• _Prompt_: Transcribe all the records with complete accuracy.

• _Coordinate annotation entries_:
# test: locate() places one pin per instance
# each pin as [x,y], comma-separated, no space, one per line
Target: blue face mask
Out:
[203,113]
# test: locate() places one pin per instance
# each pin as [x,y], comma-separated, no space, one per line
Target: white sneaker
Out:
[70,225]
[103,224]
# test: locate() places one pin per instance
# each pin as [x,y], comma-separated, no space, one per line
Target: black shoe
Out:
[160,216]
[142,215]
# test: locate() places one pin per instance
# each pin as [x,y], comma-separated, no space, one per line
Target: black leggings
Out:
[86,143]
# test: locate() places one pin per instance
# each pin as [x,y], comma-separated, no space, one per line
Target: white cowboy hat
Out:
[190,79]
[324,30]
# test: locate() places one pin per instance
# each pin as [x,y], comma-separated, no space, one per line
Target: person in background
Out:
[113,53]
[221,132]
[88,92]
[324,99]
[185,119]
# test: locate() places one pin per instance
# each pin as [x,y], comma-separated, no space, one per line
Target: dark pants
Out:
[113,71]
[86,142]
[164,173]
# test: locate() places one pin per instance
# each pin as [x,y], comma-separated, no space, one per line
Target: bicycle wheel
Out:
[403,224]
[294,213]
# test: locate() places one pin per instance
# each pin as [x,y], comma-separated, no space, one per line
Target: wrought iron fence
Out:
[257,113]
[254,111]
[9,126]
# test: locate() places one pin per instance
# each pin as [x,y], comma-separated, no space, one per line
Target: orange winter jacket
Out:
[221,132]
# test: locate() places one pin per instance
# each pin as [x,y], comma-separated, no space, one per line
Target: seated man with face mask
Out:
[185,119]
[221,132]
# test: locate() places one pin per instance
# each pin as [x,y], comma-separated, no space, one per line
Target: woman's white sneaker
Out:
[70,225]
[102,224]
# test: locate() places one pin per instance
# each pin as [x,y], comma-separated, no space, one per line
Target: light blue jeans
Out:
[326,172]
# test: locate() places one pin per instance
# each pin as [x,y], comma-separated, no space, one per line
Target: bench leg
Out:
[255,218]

• _Exercise response_:
# test: locate() places one pin per instance
# each pin as [x,y], comma-separated, no space, one per line
Target: blue face mask
Out:
[203,113]
# test: locate() places one pin per instance
# each pin as [x,y], comma-separated, no space, one per line
Target: white sneaker
Out:
[70,225]
[103,224]
# test: locate() places one pin per instance
# each pin as [x,y], comma-separated, no space, one per line
Target: black shoe
Out:
[160,216]
[142,215]
# test: locate() places one pin per instance
# each pin as [x,y], comma-separated, no space, one per line
Target: black leggings
Out:
[86,143]
# test: locate() places one pin per instance
# each pin as [x,y], comma-separated, no space, one per line
Target: white cowboy hat
Out:
[190,79]
[324,30]
# test: locate() places one pin per instance
# each pin as [x,y], comma-separated, no space, one per line
Target: person in background
Out:
[113,53]
[221,132]
[88,92]
[324,99]
[185,119]
# test: locate() places one pin per instance
# each pin as [x,y], comma-separated, no space, one per line
Target: dark pants
Out:
[113,71]
[86,142]
[164,173]
# test: locate() places one pin per instance
# each pin as [x,y], comma-separated, no space, one per line
Target: bicycle wheel
Out:
[403,224]
[294,213]
# test: locate() places one pin per instance
# each pin as [x,y], comma-separated, no space, one per line
Target: wrought iron fence
Out:
[257,113]
[254,111]
[9,126]
# test: locate() places one pin per instance
# each pin as [x,y], comma-separated, no space, one per line
Target: orange winter jacket
Out:
[221,132]
# test: locate() places one pin per instance
# each pin as [x,y], comma-separated, no space, one per line
Target: seated man with face mask
Out:
[185,119]
[221,132]
# test: locate() places one pin per instance
# each pin as [x,y], comma-separated, no space, one per line
Target: woman's white sneaker
Out:
[70,225]
[102,224]
# test: locate() places one pin per instance
# each pin as [x,y], comma-separated, no space, one per line
Target: light blue jeans
Out:
[326,172]
# test: locate() places one pin per instance
# each pin as [x,y], comma-separated, no space, one per line
Target: bench leg
Out:
[255,218]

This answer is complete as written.